**Selection:**
================================
Apple’s new mobile operating system doesn’t vary much on the surface, but new tricks like widgets and app organisation can transform a phone.

iOS 14: 14 Tips for Apple’s New iPhone Operating System

iPhone owners fall into two parties.

There are the Keep Everything the Samers. You believe the iPhone shall not, and should not, change — not with software updates and certainly not with home-button removals.

Then there are the Bring on the Changers. You fear nothing, not even the disappearance of a headphone jack.

There is no right or wrong, but Apple’s latest iPhone operating system, iOS 14 — released on Wednesday for the iPhone 6s and later, and even that old iPhone SE — is a win no matter your registered party (Insert cringe-worthy 2020 joke here). In its 13-year history, there has never been a bigger design change to the iPhone’s main home screen. And yet if you want everything to stay the same, it will. No action necessary.
================================
**Problems to work on:**
A) Repeat the iOS 14 article from "iOS 14: 14 Tips" up to and including "with home-button removals.", word for word.
B) Write what comes next in the iOS 14 article, starting after its last sentence.
================================
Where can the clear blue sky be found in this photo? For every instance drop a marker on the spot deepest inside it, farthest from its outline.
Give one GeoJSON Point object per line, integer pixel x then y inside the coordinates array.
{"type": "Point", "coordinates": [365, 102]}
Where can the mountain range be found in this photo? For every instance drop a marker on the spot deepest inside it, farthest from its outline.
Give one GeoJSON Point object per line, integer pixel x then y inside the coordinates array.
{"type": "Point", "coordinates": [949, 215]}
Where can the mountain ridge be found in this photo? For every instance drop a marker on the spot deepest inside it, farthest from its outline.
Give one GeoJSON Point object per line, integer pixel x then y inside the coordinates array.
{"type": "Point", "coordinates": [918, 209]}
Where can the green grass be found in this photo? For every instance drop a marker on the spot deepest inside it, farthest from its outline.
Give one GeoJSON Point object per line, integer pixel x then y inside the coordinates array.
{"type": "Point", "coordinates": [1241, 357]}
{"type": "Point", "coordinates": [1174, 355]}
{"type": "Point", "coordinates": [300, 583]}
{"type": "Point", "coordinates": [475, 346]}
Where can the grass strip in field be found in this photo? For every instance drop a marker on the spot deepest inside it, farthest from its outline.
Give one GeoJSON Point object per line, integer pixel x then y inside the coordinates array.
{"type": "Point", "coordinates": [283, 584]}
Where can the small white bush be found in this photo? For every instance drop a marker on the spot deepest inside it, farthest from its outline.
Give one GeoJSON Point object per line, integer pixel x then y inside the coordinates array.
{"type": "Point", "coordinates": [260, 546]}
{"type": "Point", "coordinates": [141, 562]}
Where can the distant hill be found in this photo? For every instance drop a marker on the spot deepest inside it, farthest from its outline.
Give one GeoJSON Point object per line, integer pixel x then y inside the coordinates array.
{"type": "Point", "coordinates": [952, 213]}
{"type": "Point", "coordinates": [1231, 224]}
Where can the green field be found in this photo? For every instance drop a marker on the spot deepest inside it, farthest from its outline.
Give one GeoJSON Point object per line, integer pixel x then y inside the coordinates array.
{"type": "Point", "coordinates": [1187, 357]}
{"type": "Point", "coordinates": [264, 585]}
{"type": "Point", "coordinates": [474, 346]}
================================
**Answer list:**
A)
iOS 14: 14 Tips for Apple’s New iPhone Operating System

iPhone owners fall into two parties.

There are the Keep Everything the Samers. You believe the iPhone shall not, and should not, change — not with software updates and certainly not with home-button removals.

B)
Taking cues from Google’s Android, iOS 14 allows you to customise your home screen with widgets, the digital doodads that update with live information about the weather, news, you name it. You can also completely rethink how you organise your folders and apps. The result? A more personalised and organised smartphone.

Since Apple didn’t announce new phones during its event on Tuesday, as it normally does in mid-September, this should hold you over. Apple is expected to roll out iPhones next month with 5G and other features. Who knows? The free software might even save you a hardware upgrade.

With a month of testing the new software under my belt, I’m prepared to be your tour guide through Widget World. (My term, not Apple’s!) But before we enter, my annual iOS advice hasn’t changed: It’s never good to rush into an OS update. If you can, hold off for a few days, at least until any issues have been fixed. My iPhone 11 experienced a battery-life hit during the past week. Ironic, because the battery widget is my new fave.

(If you have automatic software updates turned on, you can turn them off by going to Settings > General > Software Update.)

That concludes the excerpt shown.